[Start Extracted text]
Monday, July 9, 2012

PFE027: Mass

What is mass?

Since I'm not Catholic some might argue that I am not qualified to answer, but I think I will stick to what I know.

Let's start with something we can all relate to: weight. Weight and mass are similar, they both tell you how much stuff [matter to be technical] you are carrying around everywhere. Specifically, weight tells you that number in reference to something else with a lot of mass - the earth. Mass is just how much stuff you have. So your mass is the same everywhere, but your weight is different on the earth and on the moon, specifically, you weigh one sixth as much on the moon as you do on the earth.

No one needs to diet here.

Luckily we haven't gotten to the really good part about mass. The really good part about mass, and I really like this part, is that there are two different kinds. That's right. There's not just your mass, there's your mass and there's your other mass. Before you get too excited and back onto the diet line of thought, you should know that they are both exactly the same in all cases measured - ever.

The two kinds of mass are called gravitational mass and inertial mass. I realize that this is probably the hardest most people have thought about mass, but bear with me. First gravitational mass: this is how much something is attracted to something else with a lot of gravitational mass. The earth has a big gravitational mass, a penny does not. This one is pretty straightforward and should be totally familiar. By the way, your bathroom scale measures gravitational mass through weight.
[End Extracted text]
[Start Material]
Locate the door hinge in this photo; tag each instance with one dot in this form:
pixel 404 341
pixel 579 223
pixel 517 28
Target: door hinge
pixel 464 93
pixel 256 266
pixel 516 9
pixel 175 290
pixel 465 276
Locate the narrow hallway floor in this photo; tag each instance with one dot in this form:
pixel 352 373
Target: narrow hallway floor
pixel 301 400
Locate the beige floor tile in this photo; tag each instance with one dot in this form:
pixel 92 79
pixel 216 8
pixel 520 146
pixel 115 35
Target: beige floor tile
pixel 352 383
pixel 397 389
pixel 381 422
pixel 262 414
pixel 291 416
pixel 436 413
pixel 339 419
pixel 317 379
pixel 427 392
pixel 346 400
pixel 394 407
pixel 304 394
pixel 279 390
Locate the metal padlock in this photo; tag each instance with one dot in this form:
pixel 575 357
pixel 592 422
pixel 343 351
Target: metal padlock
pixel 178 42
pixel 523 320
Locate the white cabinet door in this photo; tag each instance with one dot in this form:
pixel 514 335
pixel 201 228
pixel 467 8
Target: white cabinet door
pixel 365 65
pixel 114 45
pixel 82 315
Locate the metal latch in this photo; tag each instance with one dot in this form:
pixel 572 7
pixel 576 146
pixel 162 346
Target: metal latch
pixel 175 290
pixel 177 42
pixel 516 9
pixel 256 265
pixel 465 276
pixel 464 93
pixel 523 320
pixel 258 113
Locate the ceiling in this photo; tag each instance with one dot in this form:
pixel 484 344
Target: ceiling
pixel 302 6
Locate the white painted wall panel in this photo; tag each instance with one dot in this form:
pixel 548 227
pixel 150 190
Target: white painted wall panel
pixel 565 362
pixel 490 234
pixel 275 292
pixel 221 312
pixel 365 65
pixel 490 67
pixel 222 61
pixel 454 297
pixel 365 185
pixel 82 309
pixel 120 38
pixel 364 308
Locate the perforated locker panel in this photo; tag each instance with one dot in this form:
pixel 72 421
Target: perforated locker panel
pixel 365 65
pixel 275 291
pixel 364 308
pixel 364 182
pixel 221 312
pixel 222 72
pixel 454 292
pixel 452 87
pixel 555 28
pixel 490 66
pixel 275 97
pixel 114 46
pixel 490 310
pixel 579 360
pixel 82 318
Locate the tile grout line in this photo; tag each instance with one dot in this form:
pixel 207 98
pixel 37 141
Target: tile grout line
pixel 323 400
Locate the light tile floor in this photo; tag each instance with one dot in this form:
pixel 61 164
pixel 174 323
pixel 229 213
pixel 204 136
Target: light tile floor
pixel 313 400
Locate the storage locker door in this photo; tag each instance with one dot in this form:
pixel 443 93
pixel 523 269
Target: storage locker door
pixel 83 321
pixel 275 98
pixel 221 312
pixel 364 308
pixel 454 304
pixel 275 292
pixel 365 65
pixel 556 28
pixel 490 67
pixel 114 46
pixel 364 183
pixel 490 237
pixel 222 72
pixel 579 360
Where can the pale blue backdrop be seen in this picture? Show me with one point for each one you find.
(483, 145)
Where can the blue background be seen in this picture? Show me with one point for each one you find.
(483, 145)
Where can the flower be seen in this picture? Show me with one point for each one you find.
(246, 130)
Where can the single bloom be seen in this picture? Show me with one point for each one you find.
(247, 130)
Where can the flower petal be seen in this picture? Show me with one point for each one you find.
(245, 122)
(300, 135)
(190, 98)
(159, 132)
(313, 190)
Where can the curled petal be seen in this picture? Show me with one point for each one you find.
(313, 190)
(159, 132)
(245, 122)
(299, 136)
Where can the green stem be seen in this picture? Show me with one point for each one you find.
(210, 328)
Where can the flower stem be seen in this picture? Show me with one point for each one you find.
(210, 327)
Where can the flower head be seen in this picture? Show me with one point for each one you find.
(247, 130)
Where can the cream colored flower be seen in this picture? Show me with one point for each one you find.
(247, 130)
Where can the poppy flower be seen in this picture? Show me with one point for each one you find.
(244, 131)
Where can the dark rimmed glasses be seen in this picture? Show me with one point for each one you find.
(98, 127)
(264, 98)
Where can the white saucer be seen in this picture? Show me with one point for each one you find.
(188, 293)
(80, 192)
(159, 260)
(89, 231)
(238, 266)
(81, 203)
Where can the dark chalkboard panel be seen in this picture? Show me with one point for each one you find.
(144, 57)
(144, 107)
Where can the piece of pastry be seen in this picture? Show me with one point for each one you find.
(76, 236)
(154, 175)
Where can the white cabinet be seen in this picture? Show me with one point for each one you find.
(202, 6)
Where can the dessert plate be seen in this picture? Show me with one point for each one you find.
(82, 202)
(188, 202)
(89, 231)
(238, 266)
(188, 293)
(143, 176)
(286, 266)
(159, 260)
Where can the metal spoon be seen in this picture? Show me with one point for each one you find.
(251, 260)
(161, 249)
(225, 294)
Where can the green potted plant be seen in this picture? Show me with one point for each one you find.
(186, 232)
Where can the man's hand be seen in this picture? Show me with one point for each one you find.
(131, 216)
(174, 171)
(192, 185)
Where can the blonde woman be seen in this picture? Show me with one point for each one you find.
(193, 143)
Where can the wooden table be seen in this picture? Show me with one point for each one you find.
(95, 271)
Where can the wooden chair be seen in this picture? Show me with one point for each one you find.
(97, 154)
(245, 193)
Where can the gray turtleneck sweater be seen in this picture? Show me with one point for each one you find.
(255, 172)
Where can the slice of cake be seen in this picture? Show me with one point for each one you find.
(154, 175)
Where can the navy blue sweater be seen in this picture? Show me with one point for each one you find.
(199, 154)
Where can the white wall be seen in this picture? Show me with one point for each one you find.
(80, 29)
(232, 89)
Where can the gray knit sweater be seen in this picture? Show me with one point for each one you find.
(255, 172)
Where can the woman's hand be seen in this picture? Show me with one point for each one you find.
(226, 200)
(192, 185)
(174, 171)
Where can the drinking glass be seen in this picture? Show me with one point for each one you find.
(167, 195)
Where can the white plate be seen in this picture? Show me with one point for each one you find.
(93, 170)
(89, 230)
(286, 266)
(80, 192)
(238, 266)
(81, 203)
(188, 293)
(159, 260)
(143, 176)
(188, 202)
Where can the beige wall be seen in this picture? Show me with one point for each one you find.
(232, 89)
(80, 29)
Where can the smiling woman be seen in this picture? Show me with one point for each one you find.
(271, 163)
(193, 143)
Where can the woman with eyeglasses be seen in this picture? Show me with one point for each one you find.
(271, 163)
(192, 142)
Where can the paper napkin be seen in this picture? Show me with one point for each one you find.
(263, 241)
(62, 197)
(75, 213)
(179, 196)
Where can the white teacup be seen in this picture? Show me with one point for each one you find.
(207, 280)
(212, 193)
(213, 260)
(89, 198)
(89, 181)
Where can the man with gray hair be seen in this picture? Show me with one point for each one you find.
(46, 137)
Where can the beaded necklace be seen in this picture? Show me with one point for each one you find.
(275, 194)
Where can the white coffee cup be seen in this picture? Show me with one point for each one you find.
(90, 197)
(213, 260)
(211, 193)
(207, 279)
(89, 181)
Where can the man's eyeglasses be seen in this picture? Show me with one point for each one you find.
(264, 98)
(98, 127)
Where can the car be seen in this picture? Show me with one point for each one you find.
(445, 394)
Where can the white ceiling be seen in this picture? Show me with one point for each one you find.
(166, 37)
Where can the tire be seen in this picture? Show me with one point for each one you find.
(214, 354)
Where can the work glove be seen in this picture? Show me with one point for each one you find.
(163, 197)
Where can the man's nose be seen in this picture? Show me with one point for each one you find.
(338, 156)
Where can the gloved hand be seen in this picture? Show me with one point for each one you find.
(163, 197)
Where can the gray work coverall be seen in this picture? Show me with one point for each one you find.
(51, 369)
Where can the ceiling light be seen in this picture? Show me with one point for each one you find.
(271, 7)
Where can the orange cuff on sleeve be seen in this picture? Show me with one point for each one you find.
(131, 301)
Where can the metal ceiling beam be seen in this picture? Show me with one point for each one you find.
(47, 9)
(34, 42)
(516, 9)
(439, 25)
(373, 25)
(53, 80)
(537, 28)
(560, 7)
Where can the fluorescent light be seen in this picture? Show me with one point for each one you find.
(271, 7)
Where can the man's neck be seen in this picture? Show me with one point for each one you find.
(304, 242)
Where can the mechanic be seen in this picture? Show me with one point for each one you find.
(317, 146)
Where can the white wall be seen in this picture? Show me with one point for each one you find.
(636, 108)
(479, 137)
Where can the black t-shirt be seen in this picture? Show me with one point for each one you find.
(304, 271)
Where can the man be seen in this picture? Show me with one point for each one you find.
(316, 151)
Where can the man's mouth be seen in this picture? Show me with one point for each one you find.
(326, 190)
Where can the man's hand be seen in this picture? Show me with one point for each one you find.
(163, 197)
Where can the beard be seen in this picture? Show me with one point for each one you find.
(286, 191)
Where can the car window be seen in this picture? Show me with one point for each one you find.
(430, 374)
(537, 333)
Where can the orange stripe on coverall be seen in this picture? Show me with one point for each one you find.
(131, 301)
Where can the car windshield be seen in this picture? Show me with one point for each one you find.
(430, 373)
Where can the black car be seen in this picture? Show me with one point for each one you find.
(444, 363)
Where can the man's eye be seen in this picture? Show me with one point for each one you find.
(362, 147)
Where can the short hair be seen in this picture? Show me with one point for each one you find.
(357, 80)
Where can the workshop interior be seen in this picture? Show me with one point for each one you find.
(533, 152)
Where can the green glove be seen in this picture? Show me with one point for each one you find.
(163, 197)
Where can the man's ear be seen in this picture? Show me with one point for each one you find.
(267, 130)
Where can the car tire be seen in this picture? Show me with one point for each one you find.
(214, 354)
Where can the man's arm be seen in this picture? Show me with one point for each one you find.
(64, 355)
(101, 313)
[End Material]
(Task prompt)
Reproduce the passage in the text on mass word for word, starting at "Luckily we haven't" and ending at "measured - ever.".

(Response)
Luckily we haven't gotten to the really good part about mass. The really good part about mass, and I really like this part, is that there are two different kinds. That's right. There's not just your mass, there's your mass and there's your other mass. Before you get too excited and back onto the diet line of thought, you should know that they are both exactly the same in all cases measured - ever.